-- START OF SUPPLIED MATERIAL --

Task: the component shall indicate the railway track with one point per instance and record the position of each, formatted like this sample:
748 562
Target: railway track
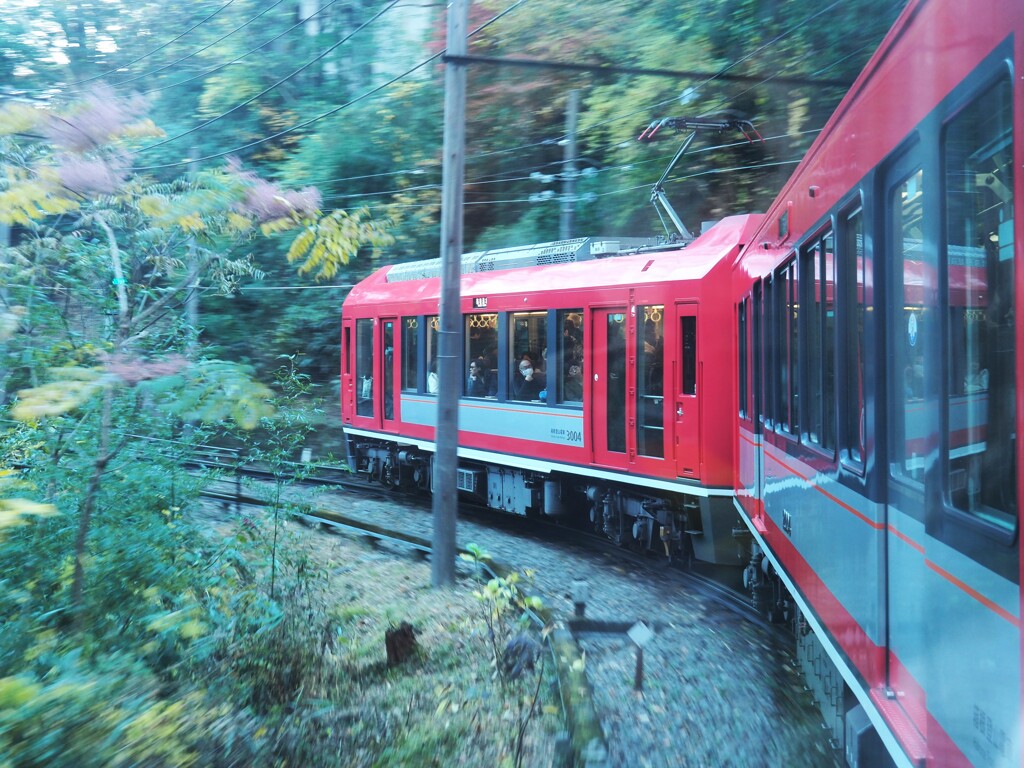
708 586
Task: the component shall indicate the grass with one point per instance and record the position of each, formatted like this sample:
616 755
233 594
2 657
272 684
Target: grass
443 707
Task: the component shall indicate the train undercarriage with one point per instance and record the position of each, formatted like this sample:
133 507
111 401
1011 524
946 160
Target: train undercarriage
677 525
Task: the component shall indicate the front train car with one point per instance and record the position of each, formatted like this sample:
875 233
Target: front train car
595 385
878 374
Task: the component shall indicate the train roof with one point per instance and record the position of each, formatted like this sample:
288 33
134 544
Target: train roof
645 266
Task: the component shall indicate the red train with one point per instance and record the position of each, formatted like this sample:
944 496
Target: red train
626 415
826 392
878 343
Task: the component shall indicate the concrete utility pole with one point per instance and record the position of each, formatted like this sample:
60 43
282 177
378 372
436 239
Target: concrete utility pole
445 494
568 168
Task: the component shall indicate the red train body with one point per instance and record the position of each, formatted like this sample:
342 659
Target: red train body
635 436
879 341
827 393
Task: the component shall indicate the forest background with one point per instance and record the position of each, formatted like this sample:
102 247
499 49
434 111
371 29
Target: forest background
188 188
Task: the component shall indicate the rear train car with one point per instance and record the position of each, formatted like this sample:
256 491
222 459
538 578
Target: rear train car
625 421
879 371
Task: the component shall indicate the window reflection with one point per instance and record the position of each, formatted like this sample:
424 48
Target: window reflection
981 401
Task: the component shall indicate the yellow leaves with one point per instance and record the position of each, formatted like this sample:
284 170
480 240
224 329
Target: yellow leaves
29 198
192 222
154 206
73 388
180 623
327 245
274 226
15 511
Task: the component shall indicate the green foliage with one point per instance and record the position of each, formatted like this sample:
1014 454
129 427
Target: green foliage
326 245
111 716
517 656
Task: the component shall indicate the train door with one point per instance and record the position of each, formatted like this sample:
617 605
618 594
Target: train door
757 367
390 390
912 381
609 390
366 381
687 396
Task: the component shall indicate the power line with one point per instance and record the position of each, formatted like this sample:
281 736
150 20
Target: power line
155 50
200 50
249 52
329 113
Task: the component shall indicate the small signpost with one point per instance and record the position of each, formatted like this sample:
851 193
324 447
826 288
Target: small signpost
640 634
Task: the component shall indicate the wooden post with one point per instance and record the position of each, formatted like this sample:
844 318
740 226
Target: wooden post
444 486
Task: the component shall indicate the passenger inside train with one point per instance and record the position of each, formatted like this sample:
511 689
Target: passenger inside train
478 384
528 380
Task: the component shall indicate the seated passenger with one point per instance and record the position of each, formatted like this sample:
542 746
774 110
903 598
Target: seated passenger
977 378
478 383
527 381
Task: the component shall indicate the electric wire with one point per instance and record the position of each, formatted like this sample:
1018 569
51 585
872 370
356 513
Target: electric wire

-- END OF SUPPLIED MATERIAL --

WHAT YOU ARE ASKED TO DO:
Transcribe the records above exactly as they appear, leaving out any pictures.

TASK OUTPUT:
Task: the component shall indicate the railway track with one point per instance and record the position of each, formatted like this sample:
748 562
Target: railway track
708 586
Task: the component shall indicate the grass with one point per instance and record the position of each, formatted like this sample:
616 755
233 594
2 657
272 684
Target: grass
443 707
Task: the component shall indicate the train undercarriage with one point per instance and record the position of each, formatted like this sample:
133 507
111 401
1011 524
946 160
Target: train undercarriage
677 525
Task: the component shall indicate the front train car with one point per instance and record the position of each, formatted like this sample:
875 233
Target: front train car
595 385
878 374
Task: the component shall indicate the train roof with one point per instance and record the position of each, formatted like this sample:
288 33
134 544
Target: train roof
645 266
Task: the component shall indicate the red train with one point per instance and record the position of each, formatted like this sample:
944 496
Target: red train
626 415
826 392
878 343
Task: the component shall indicate the concrete utility pole with one point per instance and record the position of each, formatted like this sample:
60 43
282 177
378 372
436 239
Target: concrete utility pole
445 494
568 168
Task: the component shall indicate the red train body with one point per instance and record the position of each, formatted like this sample:
342 659
Target: red train body
635 436
879 341
827 393
Task: the component shall indicate the forest background with one point per instance and record the position of each, formatted like this sample:
102 247
499 49
434 111
371 29
Target: forest background
188 188
Task: the component shall indicate the rear train car with one point per instance and record the position of each, formatted like this sample:
256 491
222 459
538 578
Target: rear train car
625 421
879 371
Task: the component shall indicate the window reflection with one point per instance and record the position of each, formatted like this sample:
424 48
Target: window reflection
981 401
Task: the component shall indicate the yellow leaves with one point per instance and record the position of each, formatted like this sample:
284 170
480 240
224 329
Target: yellow leaves
29 198
192 222
154 206
73 388
180 623
327 245
274 226
15 511
Task: the component shall indicate the green foliage with one point per instance and record the position of each, formatted like this sample:
1014 454
129 427
Target: green foliage
326 245
111 716
517 656
Task: the component shall indicate the train door with one point per instance and record the position of each, formatted like this sample:
617 605
618 594
Target: train door
757 367
390 390
912 381
609 390
366 381
687 396
Task: the component shall indicate the power line with one point per instance and record the position of each, formatted like this sample:
281 736
150 20
Target: power line
155 50
200 50
249 52
329 113
Task: the component shall indicate the small signpost with one point per instance and record the position of each, formatted like this sample:
851 193
324 447
826 288
Target: small signpost
640 634
Task: the component shall indicate the wooden post with one point per instance and record the position of each, formatted like this sample:
844 318
740 226
Target: wooden post
444 486
Task: the component shall indicate the passenger inside train with one point per instance and record the position of each, formatted like this sample:
511 689
Target: passenger inside train
478 384
528 380
Task: the component shall indicate the seated passenger with one point per instance and record the position of each, formatted like this sample:
542 746
774 110
903 598
Target: seated passenger
977 378
478 383
527 381
Task: the component shall indicate the electric wire with one point per instance and record the position of each, formatted like this sample:
1018 569
51 585
872 370
356 513
Target: electric wire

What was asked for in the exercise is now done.